▸ **Set problem**
Transcribe verbatim the portion of the items below that begins with the line containing "target: green backpack" and continues through the end of the items, including both ends.

•••

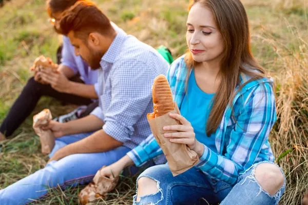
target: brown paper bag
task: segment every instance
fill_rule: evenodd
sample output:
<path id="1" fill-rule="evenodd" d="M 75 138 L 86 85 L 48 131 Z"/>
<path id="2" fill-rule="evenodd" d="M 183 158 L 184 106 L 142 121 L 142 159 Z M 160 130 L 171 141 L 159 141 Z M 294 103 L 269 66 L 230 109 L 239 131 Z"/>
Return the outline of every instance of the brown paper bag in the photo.
<path id="1" fill-rule="evenodd" d="M 171 142 L 169 138 L 164 136 L 164 133 L 170 132 L 164 131 L 164 126 L 180 125 L 180 122 L 169 116 L 170 113 L 181 114 L 176 102 L 174 105 L 175 110 L 150 119 L 149 123 L 155 139 L 166 156 L 170 170 L 172 175 L 176 176 L 194 167 L 199 159 L 197 153 L 190 150 L 186 145 Z"/>
<path id="2" fill-rule="evenodd" d="M 119 176 L 111 179 L 102 176 L 99 178 L 97 184 L 91 182 L 80 192 L 78 195 L 79 201 L 82 204 L 86 204 L 96 202 L 99 199 L 105 199 L 107 194 L 117 187 L 118 181 Z"/>
<path id="3" fill-rule="evenodd" d="M 43 130 L 42 127 L 47 125 L 51 120 L 51 113 L 48 109 L 44 109 L 33 116 L 33 128 L 35 133 L 40 137 L 42 153 L 49 154 L 54 146 L 54 136 L 51 130 Z"/>

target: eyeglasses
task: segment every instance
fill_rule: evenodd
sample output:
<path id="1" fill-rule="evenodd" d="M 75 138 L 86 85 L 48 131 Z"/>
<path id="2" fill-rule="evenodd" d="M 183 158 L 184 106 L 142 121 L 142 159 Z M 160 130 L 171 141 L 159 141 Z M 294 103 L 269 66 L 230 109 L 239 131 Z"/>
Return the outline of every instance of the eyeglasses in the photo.
<path id="1" fill-rule="evenodd" d="M 55 24 L 55 19 L 54 18 L 48 18 L 48 22 L 52 24 L 53 26 L 54 26 L 54 25 Z"/>

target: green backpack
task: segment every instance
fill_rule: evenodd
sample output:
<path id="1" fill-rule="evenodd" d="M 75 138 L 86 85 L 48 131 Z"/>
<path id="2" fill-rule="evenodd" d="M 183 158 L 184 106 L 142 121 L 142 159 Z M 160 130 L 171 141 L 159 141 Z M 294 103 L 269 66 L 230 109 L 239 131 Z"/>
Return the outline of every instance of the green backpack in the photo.
<path id="1" fill-rule="evenodd" d="M 171 52 L 167 47 L 161 46 L 156 50 L 169 63 L 169 64 L 171 64 L 174 61 Z"/>

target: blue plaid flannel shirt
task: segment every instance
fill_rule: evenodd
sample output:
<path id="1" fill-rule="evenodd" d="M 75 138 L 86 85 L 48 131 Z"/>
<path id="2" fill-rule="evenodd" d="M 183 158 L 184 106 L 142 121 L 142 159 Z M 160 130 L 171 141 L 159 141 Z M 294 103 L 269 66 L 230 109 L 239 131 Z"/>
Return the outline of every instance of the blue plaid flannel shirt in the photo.
<path id="1" fill-rule="evenodd" d="M 183 56 L 174 62 L 167 74 L 174 100 L 180 108 L 185 95 L 187 70 Z M 249 80 L 244 74 L 240 77 L 240 85 Z M 234 114 L 228 106 L 216 132 L 218 153 L 205 146 L 197 167 L 218 180 L 234 184 L 239 175 L 253 164 L 274 161 L 268 140 L 277 118 L 273 85 L 272 78 L 253 80 L 237 92 L 233 101 Z M 151 134 L 127 155 L 140 166 L 162 153 Z"/>

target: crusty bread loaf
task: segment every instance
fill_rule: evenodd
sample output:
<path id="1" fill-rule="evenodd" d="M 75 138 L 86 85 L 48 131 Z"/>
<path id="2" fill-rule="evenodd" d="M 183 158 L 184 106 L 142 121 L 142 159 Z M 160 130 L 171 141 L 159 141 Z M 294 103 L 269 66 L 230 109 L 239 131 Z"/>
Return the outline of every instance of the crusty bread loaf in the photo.
<path id="1" fill-rule="evenodd" d="M 152 88 L 154 112 L 147 115 L 148 120 L 164 115 L 174 110 L 172 93 L 167 78 L 159 75 L 154 79 Z"/>
<path id="2" fill-rule="evenodd" d="M 34 72 L 41 71 L 42 69 L 57 69 L 58 65 L 54 64 L 50 58 L 45 57 L 43 55 L 37 57 L 34 60 L 33 65 L 30 70 Z"/>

•••

▸ **Solved problem**
target: green backpack
task: segment every instance
fill_rule: evenodd
sample output:
<path id="1" fill-rule="evenodd" d="M 75 138 L 86 85 L 48 131 Z"/>
<path id="2" fill-rule="evenodd" d="M 183 158 L 184 106 L 142 121 L 142 159 Z M 160 130 L 171 141 L 159 141 Z M 294 103 L 269 66 L 230 109 L 239 131 Z"/>
Return the outline of every instance of the green backpack in the photo.
<path id="1" fill-rule="evenodd" d="M 171 52 L 167 47 L 161 46 L 156 50 L 169 63 L 169 64 L 171 64 L 174 61 Z"/>

target: blue plaid flannel shirt
task: segment every instance
fill_rule: evenodd
sample output:
<path id="1" fill-rule="evenodd" d="M 75 138 L 86 85 L 48 131 Z"/>
<path id="2" fill-rule="evenodd" d="M 183 158 L 184 106 L 142 121 L 142 159 Z M 160 130 L 171 141 L 159 141 Z M 294 103 L 269 66 L 230 109 L 239 131 Z"/>
Return the outline of every instance of the blue plaid flannel shirt in the photo.
<path id="1" fill-rule="evenodd" d="M 183 56 L 174 62 L 167 74 L 174 100 L 180 108 L 185 95 L 187 70 Z M 249 80 L 244 74 L 240 77 L 240 85 Z M 234 114 L 228 106 L 216 132 L 218 153 L 205 146 L 197 167 L 218 180 L 234 184 L 239 175 L 253 164 L 274 161 L 268 140 L 277 118 L 273 85 L 272 78 L 253 80 L 237 92 L 233 101 Z M 151 134 L 127 155 L 140 166 L 162 153 Z"/>

target: crusty bread loaf
task: segment every instance
fill_rule: evenodd
sample output:
<path id="1" fill-rule="evenodd" d="M 75 138 L 86 85 L 48 131 Z"/>
<path id="2" fill-rule="evenodd" d="M 183 158 L 184 106 L 142 121 L 142 159 Z M 160 130 L 171 141 L 159 141 Z M 294 103 L 269 66 L 230 109 L 239 131 Z"/>
Return the outline of every instance of the crusty bread loaf in the photo.
<path id="1" fill-rule="evenodd" d="M 152 88 L 154 112 L 147 115 L 148 120 L 164 115 L 174 110 L 172 93 L 167 78 L 159 75 L 154 79 Z"/>
<path id="2" fill-rule="evenodd" d="M 34 72 L 41 71 L 42 69 L 57 69 L 58 65 L 54 64 L 50 58 L 45 57 L 43 55 L 37 57 L 34 60 L 33 65 L 30 70 Z"/>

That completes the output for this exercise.